▶ Description of the task
Every entry that follows should be output again, word for word.

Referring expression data
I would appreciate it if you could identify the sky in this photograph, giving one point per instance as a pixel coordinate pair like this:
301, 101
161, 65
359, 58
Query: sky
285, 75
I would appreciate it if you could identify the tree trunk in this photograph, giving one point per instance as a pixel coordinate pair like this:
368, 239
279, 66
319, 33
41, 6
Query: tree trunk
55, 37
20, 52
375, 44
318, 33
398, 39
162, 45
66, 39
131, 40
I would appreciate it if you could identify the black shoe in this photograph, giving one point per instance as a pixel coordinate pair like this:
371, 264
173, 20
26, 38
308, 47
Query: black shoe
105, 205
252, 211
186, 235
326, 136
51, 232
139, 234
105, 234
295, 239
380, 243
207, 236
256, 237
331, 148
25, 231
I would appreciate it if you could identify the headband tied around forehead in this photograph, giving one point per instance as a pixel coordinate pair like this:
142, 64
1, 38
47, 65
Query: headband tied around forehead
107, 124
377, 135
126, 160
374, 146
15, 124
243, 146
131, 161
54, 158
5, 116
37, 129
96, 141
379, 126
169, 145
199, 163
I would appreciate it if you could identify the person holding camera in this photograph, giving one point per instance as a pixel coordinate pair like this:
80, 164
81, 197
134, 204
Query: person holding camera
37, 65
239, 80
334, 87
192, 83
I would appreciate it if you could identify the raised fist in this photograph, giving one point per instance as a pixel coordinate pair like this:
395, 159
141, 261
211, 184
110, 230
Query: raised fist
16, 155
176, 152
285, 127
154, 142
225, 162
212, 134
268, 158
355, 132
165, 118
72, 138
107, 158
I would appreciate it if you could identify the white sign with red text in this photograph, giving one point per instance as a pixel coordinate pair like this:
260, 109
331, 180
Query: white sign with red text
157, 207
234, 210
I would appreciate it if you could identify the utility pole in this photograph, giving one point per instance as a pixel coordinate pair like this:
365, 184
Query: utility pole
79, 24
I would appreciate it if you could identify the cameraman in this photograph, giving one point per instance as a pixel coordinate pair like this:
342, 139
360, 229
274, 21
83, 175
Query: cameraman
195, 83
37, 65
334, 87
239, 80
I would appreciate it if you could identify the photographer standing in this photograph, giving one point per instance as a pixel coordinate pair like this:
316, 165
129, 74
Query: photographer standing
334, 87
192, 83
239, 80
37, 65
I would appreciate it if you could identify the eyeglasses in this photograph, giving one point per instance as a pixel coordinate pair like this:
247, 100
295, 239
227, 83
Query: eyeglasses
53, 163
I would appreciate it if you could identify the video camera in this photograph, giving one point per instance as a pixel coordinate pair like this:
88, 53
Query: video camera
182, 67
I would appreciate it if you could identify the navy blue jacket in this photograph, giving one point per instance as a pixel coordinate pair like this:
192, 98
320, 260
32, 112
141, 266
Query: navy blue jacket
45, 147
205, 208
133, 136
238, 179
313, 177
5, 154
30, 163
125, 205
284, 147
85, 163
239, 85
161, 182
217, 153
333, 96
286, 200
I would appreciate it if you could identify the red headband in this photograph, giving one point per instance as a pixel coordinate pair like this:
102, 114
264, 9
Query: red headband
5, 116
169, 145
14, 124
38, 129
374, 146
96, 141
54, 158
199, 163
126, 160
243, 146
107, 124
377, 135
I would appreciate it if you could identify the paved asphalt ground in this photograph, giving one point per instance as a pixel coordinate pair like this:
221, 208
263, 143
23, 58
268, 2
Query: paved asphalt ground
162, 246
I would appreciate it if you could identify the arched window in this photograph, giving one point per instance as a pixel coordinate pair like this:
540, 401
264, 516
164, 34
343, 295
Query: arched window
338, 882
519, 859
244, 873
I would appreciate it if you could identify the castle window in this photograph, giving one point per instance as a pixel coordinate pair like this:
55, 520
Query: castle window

▶ Your response
I would appreciate it if you could identify the sky in this photograph, giving one point per instance as a pixel coordinate pair like this:
301, 101
161, 65
359, 58
Query: sky
285, 75
I would appreciate it if you could identify the tree trunk in this photograph, giving one point per instance as a pixel coordinate pair like this:
368, 239
279, 66
319, 33
41, 6
Query: tree trunk
55, 37
20, 52
375, 44
318, 33
398, 39
162, 45
66, 39
131, 40
I would appreciate it if you could identify the black shoe in this photograph, giving one point per instance as a pixel coordinate pair like this:
371, 264
173, 20
26, 38
308, 47
Query: black shoe
105, 205
252, 211
186, 235
326, 136
51, 232
139, 234
105, 234
295, 239
380, 243
207, 236
256, 237
331, 148
25, 231
I would appreciate it if you could identify the headband tied around forehead in this photograph, giving one point per instance as a pixel coordinate pair like this:
142, 64
1, 38
47, 65
Query: headband tied around forehead
107, 124
377, 135
126, 160
374, 146
15, 124
243, 146
131, 161
54, 158
5, 116
37, 129
96, 141
379, 126
169, 145
199, 163
I would appreciate it if you could identify the person holding camera in this photograph, giving one point per instance as a pixel coordinate pair like this:
80, 164
81, 197
134, 204
Query: person holding camera
37, 65
239, 80
334, 87
192, 83
I would appreciate it if you could identify the raised fist in this photograph, giving one point per instance as a pixel coordinate pair like this:
395, 159
141, 261
211, 184
110, 230
Query: raised fist
16, 155
176, 152
285, 127
154, 142
225, 162
212, 134
268, 158
355, 132
165, 118
72, 138
107, 158
I would appreciate it if you could identify the white sign with red text in this photograph, giving one point per instance as a pixel coordinate pair like this:
260, 109
331, 180
Query: white sign with red text
157, 207
234, 210
I would appreciate it if you could identify the utility pole in this photograph, giving one point per instance as a pixel coordinate pair like this:
365, 184
Query: utility pole
79, 24
I would appreciate it if you could identify the cameraman in this photograph, giving one point per instance as a pixel coordinate pair like this:
342, 139
360, 229
274, 21
83, 175
Query: cameraman
195, 83
37, 65
334, 87
239, 80
I would appreciate it if you could identify the photographer standing in this photograph, giving one point per instance as a pixel coordinate pair like this:
316, 165
129, 74
Query: photographer standing
334, 87
192, 83
239, 80
37, 65
I would appreciate it if you could identify the eyeglasses in this photograph, giving one point per instance as a pixel coordinate pair like this:
247, 100
295, 239
227, 83
Query: eyeglasses
53, 163
I would appreciate it if you could identify the video camera in this photograph, giving one point per instance as a pixel coordinate pair like this:
88, 53
Query: video camera
182, 67
I would appreciate it if you could identify the navy blue jacket in this photograph, giving one point per instance as a pixel coordinate pair like this:
192, 98
320, 260
32, 112
141, 266
Query: navy blue jacket
45, 147
205, 208
133, 136
238, 179
313, 177
5, 154
30, 163
125, 205
284, 147
85, 163
239, 85
161, 182
217, 153
333, 96
286, 200
I would appreciate it if you could identify the red headband in this photograph, giving one point per instance as a pixel coordinate pair like this:
102, 114
264, 9
Query: red headband
5, 116
169, 145
14, 124
38, 129
374, 146
96, 141
54, 158
199, 163
126, 160
243, 146
107, 124
377, 135
I would appreciate it if you could identify the paved asphalt ground in this photograph, giving one point per instance as a pixel coordinate pair like this:
221, 208
263, 143
23, 58
268, 2
Query: paved asphalt ground
162, 246
I would appreciate it if you could identify the arched window in this photograph, giving one point per instance as a pixel coordinate pair like this:
540, 401
264, 516
164, 34
343, 295
Query: arched window
338, 882
519, 859
244, 873
I would appreciate it if you could identify the castle window in this photograph, giving one point per instance as a pixel coordinate pair like this:
55, 520
Query: castle window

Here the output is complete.